- _About this exercise_:
Copy the lines below verbatim, but only from the line containing "positive clicks: (393, 113)" through the end of the data.

Excerpts from a dataset
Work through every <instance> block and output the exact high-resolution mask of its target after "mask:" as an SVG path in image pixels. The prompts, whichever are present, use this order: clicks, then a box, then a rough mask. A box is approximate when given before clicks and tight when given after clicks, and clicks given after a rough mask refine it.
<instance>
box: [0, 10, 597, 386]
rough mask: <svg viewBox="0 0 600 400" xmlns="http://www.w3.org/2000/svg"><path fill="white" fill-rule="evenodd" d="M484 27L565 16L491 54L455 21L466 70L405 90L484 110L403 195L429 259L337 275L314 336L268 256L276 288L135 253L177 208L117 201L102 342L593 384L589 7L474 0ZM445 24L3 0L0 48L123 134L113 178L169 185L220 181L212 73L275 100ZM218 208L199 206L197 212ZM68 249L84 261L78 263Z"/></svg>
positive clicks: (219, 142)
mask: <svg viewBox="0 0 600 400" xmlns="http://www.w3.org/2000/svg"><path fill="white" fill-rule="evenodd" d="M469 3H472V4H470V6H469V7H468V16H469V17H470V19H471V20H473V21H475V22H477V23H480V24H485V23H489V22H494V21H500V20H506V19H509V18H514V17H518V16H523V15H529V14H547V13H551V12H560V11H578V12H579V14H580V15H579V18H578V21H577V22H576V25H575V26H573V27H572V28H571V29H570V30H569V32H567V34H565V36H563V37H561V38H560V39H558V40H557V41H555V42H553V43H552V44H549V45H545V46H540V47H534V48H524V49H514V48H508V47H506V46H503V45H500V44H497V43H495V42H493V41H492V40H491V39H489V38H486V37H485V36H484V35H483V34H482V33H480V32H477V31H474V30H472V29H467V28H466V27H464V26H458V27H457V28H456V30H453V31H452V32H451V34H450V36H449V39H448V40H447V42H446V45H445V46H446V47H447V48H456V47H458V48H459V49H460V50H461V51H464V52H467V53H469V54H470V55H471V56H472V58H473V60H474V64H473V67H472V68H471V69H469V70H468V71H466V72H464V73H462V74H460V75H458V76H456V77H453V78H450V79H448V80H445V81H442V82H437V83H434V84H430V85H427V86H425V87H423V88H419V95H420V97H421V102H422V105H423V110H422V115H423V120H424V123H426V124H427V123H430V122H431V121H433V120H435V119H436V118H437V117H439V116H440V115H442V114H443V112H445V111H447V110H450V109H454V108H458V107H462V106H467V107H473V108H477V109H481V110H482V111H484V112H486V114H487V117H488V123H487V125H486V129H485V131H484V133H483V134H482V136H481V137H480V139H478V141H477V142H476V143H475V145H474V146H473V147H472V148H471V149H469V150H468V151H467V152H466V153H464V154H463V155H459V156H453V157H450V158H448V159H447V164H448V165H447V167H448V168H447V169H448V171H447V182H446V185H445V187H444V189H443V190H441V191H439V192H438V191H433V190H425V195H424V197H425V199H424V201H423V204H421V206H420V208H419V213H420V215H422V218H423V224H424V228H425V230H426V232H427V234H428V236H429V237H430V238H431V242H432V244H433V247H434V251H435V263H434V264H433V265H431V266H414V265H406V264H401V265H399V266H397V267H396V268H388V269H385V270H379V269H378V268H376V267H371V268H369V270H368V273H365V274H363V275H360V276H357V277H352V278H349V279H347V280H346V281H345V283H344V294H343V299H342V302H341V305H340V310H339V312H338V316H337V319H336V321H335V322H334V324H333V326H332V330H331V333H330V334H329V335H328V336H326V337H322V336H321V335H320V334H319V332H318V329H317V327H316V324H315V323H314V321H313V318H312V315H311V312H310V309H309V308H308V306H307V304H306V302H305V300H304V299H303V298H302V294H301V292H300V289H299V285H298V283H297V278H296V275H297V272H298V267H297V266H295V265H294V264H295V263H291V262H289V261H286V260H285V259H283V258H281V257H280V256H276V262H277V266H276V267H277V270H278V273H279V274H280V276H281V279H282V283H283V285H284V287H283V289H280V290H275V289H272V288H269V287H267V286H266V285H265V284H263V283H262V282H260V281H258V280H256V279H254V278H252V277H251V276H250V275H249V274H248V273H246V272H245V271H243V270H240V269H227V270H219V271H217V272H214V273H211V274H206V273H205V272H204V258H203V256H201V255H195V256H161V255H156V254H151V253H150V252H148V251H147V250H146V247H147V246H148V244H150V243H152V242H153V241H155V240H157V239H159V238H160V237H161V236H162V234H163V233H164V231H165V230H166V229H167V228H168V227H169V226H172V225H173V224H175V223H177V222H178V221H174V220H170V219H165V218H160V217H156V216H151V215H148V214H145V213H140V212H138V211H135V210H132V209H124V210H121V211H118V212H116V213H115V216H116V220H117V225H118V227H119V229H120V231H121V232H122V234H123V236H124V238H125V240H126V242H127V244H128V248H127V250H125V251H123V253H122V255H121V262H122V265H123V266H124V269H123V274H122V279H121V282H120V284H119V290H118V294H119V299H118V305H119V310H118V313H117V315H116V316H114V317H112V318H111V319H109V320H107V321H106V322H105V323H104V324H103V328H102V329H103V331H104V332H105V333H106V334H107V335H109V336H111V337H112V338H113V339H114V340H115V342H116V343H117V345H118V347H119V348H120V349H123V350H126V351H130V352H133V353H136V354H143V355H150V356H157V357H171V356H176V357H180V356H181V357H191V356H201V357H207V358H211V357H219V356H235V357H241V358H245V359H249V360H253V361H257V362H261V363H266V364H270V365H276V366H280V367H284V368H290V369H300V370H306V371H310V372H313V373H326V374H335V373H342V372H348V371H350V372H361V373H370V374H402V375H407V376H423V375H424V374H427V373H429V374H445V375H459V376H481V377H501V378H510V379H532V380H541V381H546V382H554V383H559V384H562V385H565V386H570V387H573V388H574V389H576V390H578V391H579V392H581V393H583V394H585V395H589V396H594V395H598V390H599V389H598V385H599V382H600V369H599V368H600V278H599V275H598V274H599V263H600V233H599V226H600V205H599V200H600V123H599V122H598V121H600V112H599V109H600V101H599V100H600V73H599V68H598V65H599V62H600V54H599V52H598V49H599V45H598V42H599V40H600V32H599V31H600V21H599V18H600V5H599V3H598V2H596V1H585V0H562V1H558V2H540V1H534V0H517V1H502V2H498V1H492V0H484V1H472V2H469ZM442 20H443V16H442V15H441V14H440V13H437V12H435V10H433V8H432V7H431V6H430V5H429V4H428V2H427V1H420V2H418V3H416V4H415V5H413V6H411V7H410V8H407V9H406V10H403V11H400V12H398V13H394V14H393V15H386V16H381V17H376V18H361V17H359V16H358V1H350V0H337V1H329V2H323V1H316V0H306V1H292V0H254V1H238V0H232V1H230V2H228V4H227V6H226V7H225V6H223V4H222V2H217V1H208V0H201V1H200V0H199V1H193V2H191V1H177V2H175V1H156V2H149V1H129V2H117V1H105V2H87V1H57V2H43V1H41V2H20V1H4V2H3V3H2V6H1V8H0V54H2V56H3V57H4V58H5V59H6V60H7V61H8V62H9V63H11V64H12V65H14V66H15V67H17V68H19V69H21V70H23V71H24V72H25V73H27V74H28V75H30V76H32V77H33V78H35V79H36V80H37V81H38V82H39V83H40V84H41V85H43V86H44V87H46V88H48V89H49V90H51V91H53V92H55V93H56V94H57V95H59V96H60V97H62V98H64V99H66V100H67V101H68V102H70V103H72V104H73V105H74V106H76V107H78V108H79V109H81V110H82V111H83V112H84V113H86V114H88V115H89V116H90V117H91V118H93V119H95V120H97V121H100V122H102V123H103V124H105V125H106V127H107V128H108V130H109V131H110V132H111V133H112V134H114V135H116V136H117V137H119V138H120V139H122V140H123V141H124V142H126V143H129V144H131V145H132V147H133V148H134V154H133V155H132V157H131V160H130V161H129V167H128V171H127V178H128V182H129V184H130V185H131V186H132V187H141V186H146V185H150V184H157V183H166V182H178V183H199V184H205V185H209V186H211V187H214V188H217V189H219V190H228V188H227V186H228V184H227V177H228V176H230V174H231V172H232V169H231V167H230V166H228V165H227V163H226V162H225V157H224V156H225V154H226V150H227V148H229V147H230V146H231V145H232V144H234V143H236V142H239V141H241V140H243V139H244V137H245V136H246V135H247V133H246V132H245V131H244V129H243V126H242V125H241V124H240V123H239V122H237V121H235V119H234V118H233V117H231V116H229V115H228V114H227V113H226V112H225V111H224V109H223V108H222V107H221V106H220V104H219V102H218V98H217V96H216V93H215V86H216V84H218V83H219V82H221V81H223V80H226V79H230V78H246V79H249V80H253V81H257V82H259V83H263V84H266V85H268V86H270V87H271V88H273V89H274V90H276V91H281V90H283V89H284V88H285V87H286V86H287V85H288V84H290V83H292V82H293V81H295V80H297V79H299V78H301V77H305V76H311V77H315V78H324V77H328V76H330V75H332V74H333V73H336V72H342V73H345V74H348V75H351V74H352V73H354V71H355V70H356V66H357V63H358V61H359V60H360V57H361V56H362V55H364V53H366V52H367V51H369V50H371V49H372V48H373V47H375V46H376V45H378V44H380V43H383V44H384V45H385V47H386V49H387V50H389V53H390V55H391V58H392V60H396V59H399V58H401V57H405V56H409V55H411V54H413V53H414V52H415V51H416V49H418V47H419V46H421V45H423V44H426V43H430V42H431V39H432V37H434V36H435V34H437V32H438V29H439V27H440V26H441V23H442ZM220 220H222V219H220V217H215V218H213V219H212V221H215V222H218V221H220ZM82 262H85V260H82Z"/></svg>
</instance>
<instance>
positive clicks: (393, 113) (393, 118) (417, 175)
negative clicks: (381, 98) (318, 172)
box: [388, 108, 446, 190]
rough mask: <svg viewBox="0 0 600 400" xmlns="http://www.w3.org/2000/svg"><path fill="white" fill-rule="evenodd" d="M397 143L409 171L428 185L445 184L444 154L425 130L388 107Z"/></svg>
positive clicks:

- _Solution to this problem_:
positive clicks: (393, 113) (393, 118) (417, 175)
negative clicks: (381, 98) (318, 172)
box: [388, 108, 446, 190]
rough mask: <svg viewBox="0 0 600 400" xmlns="http://www.w3.org/2000/svg"><path fill="white" fill-rule="evenodd" d="M397 143L409 171L428 185L445 184L444 154L425 130L388 107Z"/></svg>
positive clicks:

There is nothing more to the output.